== TASK DIRECTIONS ==
Reproduce every line of the records from the line containing "Rules: pick out every instance of the upper" through the line containing "point(71, 29)", changing only the coordinates in the answers by shifting each number by -141.

BEGIN MATERIAL SHOWN

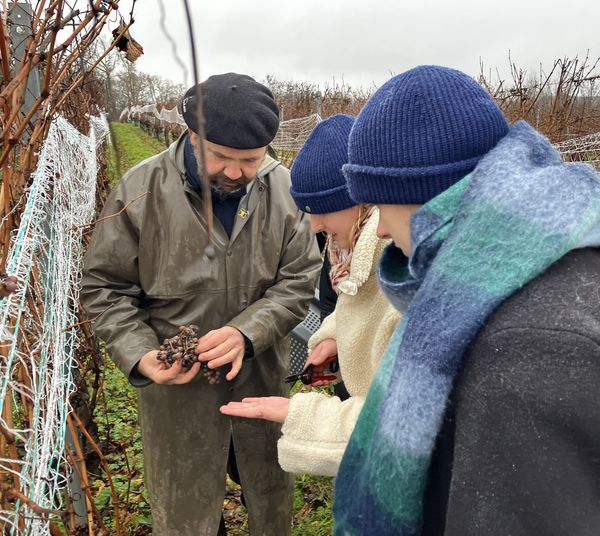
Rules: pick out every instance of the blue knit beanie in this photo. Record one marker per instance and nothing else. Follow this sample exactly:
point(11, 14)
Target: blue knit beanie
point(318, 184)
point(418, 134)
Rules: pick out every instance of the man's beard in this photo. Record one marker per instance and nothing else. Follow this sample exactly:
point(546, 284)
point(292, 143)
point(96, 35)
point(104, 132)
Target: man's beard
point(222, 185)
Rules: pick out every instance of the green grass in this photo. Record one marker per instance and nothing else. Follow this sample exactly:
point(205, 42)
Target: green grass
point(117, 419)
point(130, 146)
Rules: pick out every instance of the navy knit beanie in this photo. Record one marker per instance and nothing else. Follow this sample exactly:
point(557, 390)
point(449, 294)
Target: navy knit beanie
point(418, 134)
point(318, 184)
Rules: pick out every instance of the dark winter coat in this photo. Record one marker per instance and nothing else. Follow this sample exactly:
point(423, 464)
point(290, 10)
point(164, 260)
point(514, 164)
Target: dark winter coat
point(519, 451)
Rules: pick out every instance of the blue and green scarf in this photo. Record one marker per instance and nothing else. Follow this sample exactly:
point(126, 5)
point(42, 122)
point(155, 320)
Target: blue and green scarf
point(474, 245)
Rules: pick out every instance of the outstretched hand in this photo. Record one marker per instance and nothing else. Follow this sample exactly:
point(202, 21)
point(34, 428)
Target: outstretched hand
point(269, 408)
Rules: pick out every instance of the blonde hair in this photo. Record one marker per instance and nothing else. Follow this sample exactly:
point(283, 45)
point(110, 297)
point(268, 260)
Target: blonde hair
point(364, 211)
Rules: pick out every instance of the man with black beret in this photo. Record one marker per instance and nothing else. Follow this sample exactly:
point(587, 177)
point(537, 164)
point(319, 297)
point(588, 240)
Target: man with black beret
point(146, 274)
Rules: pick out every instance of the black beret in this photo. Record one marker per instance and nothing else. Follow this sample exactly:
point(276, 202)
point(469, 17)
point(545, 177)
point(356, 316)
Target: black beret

END MATERIAL SHOWN
BEGIN MATERIAL SHOWN

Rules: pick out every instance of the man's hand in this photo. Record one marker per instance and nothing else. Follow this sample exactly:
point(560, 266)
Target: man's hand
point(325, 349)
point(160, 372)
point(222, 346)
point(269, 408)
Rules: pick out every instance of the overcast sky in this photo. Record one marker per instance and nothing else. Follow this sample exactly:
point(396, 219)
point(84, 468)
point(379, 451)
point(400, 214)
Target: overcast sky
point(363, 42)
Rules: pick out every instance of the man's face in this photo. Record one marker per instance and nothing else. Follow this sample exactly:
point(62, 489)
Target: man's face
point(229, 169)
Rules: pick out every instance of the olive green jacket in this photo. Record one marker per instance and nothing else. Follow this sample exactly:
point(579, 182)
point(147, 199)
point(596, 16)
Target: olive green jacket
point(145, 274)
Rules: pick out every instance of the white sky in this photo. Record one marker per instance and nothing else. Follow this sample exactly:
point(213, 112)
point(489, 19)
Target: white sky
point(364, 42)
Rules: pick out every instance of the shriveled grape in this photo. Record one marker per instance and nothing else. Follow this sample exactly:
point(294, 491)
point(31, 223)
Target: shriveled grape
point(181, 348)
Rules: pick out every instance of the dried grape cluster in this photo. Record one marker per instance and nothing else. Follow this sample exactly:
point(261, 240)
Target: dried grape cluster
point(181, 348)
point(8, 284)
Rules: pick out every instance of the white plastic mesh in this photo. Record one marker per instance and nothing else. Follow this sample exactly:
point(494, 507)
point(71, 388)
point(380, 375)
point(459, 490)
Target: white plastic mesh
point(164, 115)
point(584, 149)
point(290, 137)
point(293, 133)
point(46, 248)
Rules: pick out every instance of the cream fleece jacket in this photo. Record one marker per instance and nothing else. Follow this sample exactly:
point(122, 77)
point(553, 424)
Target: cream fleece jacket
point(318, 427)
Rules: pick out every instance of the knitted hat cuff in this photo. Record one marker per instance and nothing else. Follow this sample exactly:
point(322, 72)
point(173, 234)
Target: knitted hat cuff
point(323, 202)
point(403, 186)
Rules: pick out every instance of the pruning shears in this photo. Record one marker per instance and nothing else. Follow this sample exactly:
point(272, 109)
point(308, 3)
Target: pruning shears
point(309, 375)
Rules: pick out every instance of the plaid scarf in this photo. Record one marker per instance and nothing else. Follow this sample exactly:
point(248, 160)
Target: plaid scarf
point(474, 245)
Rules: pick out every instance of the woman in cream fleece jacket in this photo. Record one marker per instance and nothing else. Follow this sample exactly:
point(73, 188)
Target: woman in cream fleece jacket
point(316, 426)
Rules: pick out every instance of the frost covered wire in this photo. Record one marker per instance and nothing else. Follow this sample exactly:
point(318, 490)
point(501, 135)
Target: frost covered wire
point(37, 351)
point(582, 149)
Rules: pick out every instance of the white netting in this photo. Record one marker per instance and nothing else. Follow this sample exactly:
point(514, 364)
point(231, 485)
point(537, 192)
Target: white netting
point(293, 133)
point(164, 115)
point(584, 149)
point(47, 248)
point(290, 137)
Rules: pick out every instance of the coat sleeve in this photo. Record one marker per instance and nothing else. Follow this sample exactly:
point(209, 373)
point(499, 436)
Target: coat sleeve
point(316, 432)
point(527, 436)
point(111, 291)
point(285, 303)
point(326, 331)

END MATERIAL SHOWN
BEGIN MATERIAL SHOWN

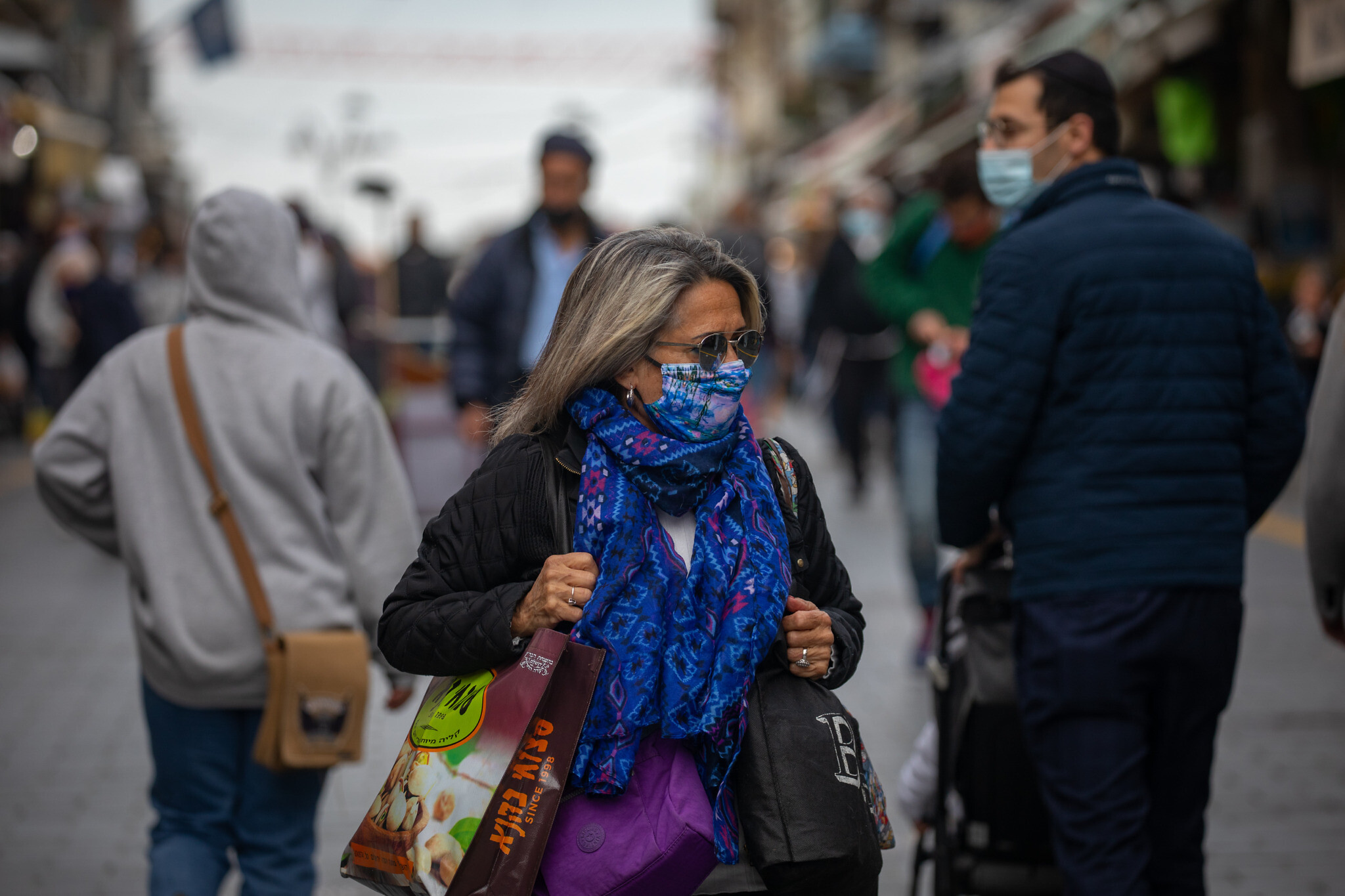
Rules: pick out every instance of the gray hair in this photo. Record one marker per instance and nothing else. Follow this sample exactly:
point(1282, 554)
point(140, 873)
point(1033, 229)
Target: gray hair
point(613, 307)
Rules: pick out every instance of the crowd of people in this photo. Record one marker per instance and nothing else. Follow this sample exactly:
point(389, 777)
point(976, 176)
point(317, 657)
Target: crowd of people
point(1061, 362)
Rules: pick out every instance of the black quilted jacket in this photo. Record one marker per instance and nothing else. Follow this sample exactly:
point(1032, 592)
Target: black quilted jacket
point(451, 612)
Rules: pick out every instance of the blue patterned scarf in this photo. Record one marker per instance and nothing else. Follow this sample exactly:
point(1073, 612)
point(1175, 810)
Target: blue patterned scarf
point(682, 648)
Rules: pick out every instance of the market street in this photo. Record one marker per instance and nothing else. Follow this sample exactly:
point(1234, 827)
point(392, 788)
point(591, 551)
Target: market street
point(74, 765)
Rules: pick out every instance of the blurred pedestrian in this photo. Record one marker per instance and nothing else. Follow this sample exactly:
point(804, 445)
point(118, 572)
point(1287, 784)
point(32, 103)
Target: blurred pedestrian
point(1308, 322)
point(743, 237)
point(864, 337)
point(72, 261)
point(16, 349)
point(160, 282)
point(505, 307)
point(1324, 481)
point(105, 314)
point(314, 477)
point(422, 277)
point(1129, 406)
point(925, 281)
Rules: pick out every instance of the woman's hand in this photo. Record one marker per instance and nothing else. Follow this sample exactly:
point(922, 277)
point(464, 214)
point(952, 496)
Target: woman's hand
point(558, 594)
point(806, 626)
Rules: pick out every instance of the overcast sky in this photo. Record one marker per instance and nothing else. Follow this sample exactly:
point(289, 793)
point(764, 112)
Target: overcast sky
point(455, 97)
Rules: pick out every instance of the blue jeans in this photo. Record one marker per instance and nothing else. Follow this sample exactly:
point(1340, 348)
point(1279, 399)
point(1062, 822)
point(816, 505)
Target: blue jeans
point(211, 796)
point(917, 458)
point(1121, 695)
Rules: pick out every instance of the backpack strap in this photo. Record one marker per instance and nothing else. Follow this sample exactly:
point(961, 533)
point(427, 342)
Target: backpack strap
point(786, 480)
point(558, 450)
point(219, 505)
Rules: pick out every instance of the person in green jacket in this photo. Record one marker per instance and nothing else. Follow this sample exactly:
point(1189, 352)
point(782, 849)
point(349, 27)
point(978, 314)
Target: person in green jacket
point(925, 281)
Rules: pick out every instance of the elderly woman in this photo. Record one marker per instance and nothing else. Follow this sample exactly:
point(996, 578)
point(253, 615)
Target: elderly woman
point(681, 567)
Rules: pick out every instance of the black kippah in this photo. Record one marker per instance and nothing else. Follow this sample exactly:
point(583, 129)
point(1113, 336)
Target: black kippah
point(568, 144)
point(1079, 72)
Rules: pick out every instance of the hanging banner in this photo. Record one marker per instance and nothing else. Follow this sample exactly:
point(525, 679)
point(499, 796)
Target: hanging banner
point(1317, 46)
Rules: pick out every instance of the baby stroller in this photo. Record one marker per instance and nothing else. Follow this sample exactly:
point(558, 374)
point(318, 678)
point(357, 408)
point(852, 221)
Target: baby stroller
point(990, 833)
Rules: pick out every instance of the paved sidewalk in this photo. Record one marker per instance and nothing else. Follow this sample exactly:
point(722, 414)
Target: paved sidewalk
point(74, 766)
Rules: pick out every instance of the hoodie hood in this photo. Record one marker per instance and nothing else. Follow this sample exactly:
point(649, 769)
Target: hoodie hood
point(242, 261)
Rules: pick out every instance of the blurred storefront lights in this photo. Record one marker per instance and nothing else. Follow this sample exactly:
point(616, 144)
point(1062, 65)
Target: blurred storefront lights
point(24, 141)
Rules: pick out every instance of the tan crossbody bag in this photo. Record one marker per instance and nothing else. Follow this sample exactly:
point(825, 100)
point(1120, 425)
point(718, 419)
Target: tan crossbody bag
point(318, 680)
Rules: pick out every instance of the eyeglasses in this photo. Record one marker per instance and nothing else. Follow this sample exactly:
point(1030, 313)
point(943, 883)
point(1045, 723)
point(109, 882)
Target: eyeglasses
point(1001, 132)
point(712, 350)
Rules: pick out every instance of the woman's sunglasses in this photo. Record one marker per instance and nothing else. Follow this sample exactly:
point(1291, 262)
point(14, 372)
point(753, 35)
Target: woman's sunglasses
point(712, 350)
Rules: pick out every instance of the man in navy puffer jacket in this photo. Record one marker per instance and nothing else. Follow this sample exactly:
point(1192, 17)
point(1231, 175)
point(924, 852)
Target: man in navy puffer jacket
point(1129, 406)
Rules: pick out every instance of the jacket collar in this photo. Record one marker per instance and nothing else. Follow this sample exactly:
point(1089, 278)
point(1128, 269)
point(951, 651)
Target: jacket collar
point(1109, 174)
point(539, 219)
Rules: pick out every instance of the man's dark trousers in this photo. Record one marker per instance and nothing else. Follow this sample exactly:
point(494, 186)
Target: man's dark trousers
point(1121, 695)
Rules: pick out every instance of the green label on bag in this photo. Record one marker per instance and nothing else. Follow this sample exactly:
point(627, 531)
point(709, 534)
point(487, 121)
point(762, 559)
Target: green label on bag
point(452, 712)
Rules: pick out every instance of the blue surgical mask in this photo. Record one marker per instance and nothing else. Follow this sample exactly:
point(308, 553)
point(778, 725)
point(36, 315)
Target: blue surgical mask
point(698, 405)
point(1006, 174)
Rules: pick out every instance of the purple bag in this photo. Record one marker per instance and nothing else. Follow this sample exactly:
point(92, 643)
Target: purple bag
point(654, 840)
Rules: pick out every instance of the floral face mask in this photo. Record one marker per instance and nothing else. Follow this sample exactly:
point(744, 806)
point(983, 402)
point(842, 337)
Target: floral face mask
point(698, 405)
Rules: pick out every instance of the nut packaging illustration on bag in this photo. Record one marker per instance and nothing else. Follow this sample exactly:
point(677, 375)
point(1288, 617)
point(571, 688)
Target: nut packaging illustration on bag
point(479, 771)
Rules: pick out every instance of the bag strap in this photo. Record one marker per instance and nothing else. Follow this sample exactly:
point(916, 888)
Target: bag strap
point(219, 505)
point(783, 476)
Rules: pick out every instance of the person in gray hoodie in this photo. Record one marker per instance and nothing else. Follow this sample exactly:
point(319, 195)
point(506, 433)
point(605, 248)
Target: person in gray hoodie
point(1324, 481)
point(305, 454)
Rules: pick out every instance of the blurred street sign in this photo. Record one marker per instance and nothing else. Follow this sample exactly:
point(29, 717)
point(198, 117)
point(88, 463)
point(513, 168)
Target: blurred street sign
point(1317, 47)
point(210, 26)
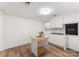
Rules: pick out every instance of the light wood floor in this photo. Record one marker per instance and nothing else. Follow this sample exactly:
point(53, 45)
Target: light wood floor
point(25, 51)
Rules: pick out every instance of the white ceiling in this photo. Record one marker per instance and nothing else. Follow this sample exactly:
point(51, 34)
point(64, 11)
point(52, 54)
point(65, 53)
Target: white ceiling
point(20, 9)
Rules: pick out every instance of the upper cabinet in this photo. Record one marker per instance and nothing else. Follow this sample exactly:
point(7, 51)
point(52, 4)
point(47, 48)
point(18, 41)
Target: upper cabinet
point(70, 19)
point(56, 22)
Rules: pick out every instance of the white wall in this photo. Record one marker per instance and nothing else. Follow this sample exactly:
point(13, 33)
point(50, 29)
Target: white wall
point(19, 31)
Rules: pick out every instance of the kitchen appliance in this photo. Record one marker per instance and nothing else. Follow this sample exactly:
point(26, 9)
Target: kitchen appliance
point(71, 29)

END MATERIAL SHOWN

== SOLUTION TO THIS PROBLEM ==
Rules: pick out every instance of the upper cabinet in this photo. Record one marker per instance and nothing else. Follow this sample exactly:
point(7, 51)
point(52, 4)
point(47, 48)
point(18, 41)
Target: upper cabinet
point(-71, -122)
point(-85, -119)
Rules: pick out every instance of the white wall in this photo. Record one marker per instance and nothing else. Follow this sample exactly:
point(13, 33)
point(50, 29)
Target: white wall
point(-122, -110)
Rules: pick out every instance of the kitchen appliance in this photo. Record one marker per instance and nothing else. Follow this sample exactly:
point(26, 9)
Target: kitchen appliance
point(-70, -112)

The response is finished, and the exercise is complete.